Requirement —
Would you return all of this data exactly, leaving nothing out?

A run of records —
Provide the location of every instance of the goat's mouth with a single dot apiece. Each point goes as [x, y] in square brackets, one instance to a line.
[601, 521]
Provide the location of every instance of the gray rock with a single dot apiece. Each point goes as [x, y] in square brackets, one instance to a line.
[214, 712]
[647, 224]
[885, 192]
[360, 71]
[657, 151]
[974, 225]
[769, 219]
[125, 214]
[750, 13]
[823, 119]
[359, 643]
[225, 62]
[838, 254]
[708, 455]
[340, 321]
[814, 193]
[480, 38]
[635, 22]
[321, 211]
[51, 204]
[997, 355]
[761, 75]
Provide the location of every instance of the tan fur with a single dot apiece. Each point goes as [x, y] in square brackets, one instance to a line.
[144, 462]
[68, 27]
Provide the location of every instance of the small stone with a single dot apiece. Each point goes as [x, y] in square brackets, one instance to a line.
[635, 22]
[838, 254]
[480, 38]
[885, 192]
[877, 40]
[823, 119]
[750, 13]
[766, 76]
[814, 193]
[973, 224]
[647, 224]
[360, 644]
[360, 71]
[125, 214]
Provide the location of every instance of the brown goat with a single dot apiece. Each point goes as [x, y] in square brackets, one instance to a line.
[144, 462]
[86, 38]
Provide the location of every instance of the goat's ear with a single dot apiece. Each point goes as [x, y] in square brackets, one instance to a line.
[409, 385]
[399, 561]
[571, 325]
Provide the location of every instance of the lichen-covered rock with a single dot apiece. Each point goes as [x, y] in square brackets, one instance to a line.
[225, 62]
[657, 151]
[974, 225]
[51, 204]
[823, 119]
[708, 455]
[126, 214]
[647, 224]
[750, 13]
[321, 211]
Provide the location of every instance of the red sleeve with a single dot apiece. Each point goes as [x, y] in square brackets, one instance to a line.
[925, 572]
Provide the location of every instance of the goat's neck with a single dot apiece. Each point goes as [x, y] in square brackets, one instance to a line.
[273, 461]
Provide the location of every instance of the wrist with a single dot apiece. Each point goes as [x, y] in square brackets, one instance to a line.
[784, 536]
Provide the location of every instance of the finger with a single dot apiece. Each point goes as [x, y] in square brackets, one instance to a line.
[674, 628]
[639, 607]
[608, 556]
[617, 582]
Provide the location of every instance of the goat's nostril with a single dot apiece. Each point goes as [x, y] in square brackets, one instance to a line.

Task output —
Provide the location of every instance of the goat's mouth with a single dot apiece. Each point goes as [x, y] in square brackets, one instance to a line.
[601, 521]
Provide the location of every instance of the gray rock with a single dot apiece. Each point goes as [x, y] in square brackets, one instance to a line.
[214, 712]
[647, 224]
[885, 192]
[360, 71]
[657, 151]
[974, 225]
[769, 219]
[125, 214]
[750, 13]
[823, 119]
[359, 643]
[225, 62]
[838, 254]
[708, 455]
[340, 321]
[814, 193]
[480, 38]
[635, 22]
[321, 211]
[51, 204]
[997, 355]
[761, 75]
Provide the location of every instance of the tan fur with a single dot apiece. Each point goes as [x, y] in square brackets, one instance to a line.
[144, 462]
[68, 27]
Provide the location of every instance of the small stone with a single dot apiece. Each point goes as [x, y] in square brackets, one instance to a line.
[635, 22]
[838, 254]
[480, 38]
[885, 192]
[877, 40]
[823, 119]
[750, 13]
[766, 76]
[814, 193]
[973, 224]
[647, 224]
[360, 644]
[360, 71]
[125, 214]
Provide the location of every instance of the brown goat with a single dot apiece. Each point goes as [x, y] in square brackets, one instance to a line.
[144, 462]
[86, 38]
Provide the location of every instance of the goat's ear with a single dot apiece. Each point goes as [x, y] in square brackets, one instance to a line.
[409, 385]
[399, 561]
[571, 325]
Provide the location of every instance of the lichen-covered rock with a single dot apiece. Each point goes as [x, y] in square brackets, one instance to a line.
[225, 62]
[657, 151]
[974, 225]
[51, 204]
[823, 119]
[708, 455]
[126, 214]
[647, 224]
[750, 13]
[321, 211]
Provide the location of every instance of the red sleeve with a single dot apiece. Each point goes as [x, y] in square brackets, one instance to a line.
[925, 572]
Provide the location of every instance of the goat's neck with a single dot apiece. Each point goes as [x, y] in square brackets, one instance to a line.
[273, 461]
Provide the location of every instance of the wrist with a single dot apiece. Each point goes as [x, y] in square brackets, one instance to a line.
[784, 536]
Provide the location of every instance of the finger with a single dot apiece. Each point goes as [x, y] in square brackets, one instance to a line.
[674, 628]
[639, 607]
[608, 556]
[617, 582]
Provide the location of every instance of the goat's nostril with a single dot apiece. Each point goes as [x, y] in square brackets, one instance to a line.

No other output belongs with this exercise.